--- SUPPLIED TEXT ---
## distances – yojanas…

**taranirviśvadarśato jyotishkridasi sūrya | viśvamā bhāsirocanam ||**

Swift and all beautiful art thou, O Surya, maker of the light; illuminating all the radiant realm. [RV: 1.50.4]

Sayana (c.1315-1387 AD) comments: “It is remembered that Sun traverses 2,202 yojanas in half a nimesa; giving light to all things, even to the moon and the planets, by night; for they are of a watery substance from which the rays of the sun are reflected.”

**yojana** is a yoking or harnessing, that which is yoked or harnessed, a team or vehicle, or a course or path.

**yojanA** is a stage or the distance traversed in one harnessing or without unyoking.

1 yojana is said to comprise either 4 or 8 **krosha** (a cry or shout, or the range of the voice in calling); and 1 krosha (or **goruta** ~ as far as a cow’s lowing may be heard, or a bull’s roar) may represent either 1000 or 2000 **daNDa** (a rod or staff).

Sound radiates in all directions, so perhaps there is some confusion in regarding a krosha either as the radius of travel in one direction or as the full diameter of travel.
--- MATERIAL SUPPLIED ---
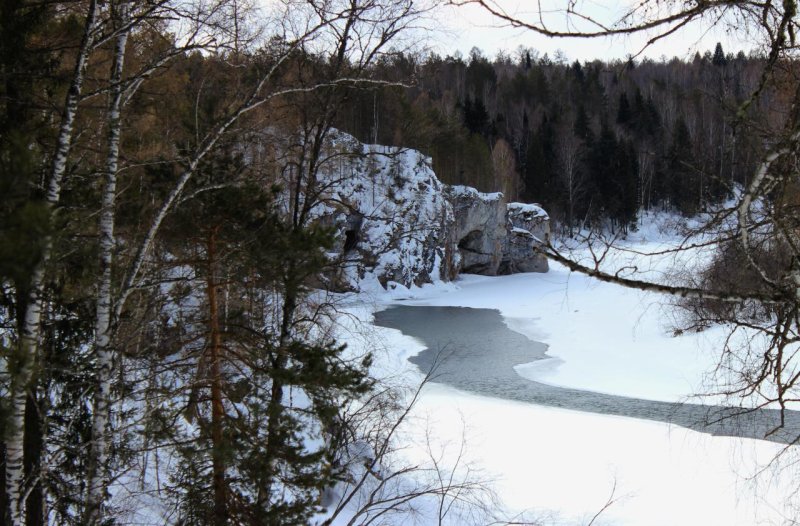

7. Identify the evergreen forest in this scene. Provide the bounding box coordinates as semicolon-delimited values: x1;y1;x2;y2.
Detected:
0;0;796;526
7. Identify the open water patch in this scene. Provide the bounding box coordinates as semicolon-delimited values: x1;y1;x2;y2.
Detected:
374;305;800;443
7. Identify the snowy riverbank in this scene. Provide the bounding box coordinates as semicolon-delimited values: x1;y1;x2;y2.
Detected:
334;217;796;526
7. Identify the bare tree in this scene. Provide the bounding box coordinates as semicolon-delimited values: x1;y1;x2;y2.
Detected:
453;0;800;440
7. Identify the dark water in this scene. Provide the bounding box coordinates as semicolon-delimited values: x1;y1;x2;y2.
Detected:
375;306;800;443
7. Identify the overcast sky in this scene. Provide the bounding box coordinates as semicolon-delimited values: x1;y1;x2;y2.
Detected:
431;0;754;61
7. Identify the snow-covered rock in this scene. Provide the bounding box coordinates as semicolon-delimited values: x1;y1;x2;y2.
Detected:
306;132;549;291
498;203;550;274
447;186;506;276
316;132;453;291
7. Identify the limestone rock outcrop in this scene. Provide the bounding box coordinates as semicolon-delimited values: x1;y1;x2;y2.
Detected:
447;186;506;276
314;132;549;291
498;203;550;274
447;186;550;276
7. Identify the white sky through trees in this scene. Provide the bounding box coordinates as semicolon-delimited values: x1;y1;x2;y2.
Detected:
438;0;760;62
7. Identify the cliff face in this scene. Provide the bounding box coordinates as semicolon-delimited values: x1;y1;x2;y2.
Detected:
315;133;549;291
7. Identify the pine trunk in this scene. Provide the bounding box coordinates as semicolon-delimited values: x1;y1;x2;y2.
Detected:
6;0;97;526
86;1;130;525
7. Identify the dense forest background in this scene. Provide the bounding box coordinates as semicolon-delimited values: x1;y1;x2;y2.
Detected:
0;0;800;526
336;44;792;231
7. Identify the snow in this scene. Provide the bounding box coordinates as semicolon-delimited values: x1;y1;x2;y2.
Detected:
449;185;503;201
334;211;797;526
506;203;550;218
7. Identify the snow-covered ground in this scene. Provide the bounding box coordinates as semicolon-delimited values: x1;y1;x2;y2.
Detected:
336;216;798;526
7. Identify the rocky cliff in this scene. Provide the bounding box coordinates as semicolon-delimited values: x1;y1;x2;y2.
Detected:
310;130;549;290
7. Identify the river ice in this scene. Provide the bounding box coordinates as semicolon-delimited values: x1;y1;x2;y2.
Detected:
336;214;798;526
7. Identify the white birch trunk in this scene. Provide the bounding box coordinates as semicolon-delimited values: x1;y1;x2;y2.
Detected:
85;0;130;525
6;4;97;526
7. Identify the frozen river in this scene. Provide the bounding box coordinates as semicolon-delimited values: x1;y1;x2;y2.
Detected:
374;306;800;443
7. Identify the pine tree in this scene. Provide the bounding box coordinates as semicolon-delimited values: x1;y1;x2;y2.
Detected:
711;42;728;67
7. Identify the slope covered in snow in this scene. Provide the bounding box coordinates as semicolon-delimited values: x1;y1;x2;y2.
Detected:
336;212;797;526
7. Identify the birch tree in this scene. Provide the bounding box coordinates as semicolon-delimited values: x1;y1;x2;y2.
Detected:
5;0;99;526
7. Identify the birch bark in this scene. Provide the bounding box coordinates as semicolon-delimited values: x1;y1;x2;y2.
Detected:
85;0;130;525
6;5;97;526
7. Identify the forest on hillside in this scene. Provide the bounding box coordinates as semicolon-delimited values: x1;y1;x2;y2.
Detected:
336;44;793;234
0;0;800;526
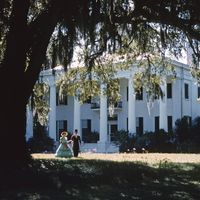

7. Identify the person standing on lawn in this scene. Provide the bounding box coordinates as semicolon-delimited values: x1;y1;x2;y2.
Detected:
55;131;72;158
71;129;81;157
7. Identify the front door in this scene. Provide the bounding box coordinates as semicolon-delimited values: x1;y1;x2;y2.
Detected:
108;122;117;142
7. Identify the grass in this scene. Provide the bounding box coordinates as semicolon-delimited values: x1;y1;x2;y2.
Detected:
0;153;200;200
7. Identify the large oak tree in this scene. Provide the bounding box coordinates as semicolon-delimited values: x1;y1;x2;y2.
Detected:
0;0;200;169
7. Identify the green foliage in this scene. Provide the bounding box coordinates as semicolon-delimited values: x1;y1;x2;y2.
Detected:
174;116;191;144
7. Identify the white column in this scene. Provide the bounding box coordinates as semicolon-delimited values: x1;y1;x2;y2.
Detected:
74;97;82;139
128;77;136;134
97;85;109;153
159;80;168;131
26;105;33;140
99;85;108;142
49;83;56;140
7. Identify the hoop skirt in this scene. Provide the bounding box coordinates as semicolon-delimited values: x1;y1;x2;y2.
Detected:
55;137;72;158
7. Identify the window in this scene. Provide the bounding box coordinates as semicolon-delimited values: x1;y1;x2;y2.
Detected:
126;117;128;131
155;116;160;131
136;117;143;135
197;86;200;99
126;87;128;101
56;89;68;106
167;83;172;99
167;116;173;131
83;97;92;104
184;116;192;126
56;120;67;141
185;83;189;99
136;88;143;100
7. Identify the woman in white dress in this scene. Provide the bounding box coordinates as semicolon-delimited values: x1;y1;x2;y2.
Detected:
55;131;72;158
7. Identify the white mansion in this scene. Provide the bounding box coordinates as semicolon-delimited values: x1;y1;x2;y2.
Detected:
27;55;200;152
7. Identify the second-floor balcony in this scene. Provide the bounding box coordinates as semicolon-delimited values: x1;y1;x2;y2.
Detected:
91;101;122;110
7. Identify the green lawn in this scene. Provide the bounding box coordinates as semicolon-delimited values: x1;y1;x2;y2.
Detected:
0;154;200;200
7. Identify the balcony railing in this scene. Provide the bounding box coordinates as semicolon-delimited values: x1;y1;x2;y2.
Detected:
91;101;122;109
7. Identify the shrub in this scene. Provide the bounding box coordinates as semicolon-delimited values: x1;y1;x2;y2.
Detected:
114;130;135;152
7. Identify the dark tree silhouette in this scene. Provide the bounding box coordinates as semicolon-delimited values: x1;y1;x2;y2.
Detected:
0;0;200;167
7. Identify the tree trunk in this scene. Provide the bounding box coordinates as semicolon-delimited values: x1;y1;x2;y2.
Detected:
0;0;60;173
---
SET OF TASKS
A – Answer these questions using the text on yojanas:
(i) In Sayana's comment, how many yojanas does the Sun traverse in half a nimesa?
(ii) What is the literal sense of the word krosha?
(iii) How many daNDa may one krosha represent?
B – Resume the text on yojanas after its final sentence and carry it further.

RESULTS FOR EACH TASK
A –
(i) 2,202 yojanas.
(ii) A cry or shout, or the range of the voice in calling.
(iii) Either 1000 or 2000 daNDa.

B –
Man is the traditional measure of all things, and 1 danda represents 1 **pauruSa** (a man’s length) which equals 1 **dhanvantara** (bow-string) or **dhanu** (bow).

1 yojana measures either 4,000 or (more likely) 8,000 dhanus.

Assuming that 1 paurusha is 6 ft long, then 1 yojana must represent a distance of about 14.6 km (or about 9 miles, as suggested by Monier-Williams).

A full range of self-consistent units was anciently devised from the proportions of man’s own frame, although their exact conversion into modern units is unclear.

The basic unit is an **angula** (digit or finger), and 1 danda was perhaps originally divided into 100 digits, although 108 is the traditional value, and Aryabhatta prefers 96.

Assuming a 6 ft danda, Aryabhatta’s angula is exactly ¾ inch (or about 1.9 cm).

It does appear that 1 angula has always measured around 1.8 to 1.9 cm, with 1 danda or dhanu ranging from 1.83 to 2.05 m, so that 1 yojana must extend somewhere between 14.6 and 16.4 km.

**nimeSa** means shutting the eye or winking, and as a measure of time it is a wink of the eye or a moment.

Kautilya’s Arthashastra (c.320 BC) defines 1 nimesha as 1/360,000th of a day and night ~ i.e. 0.24 seconds.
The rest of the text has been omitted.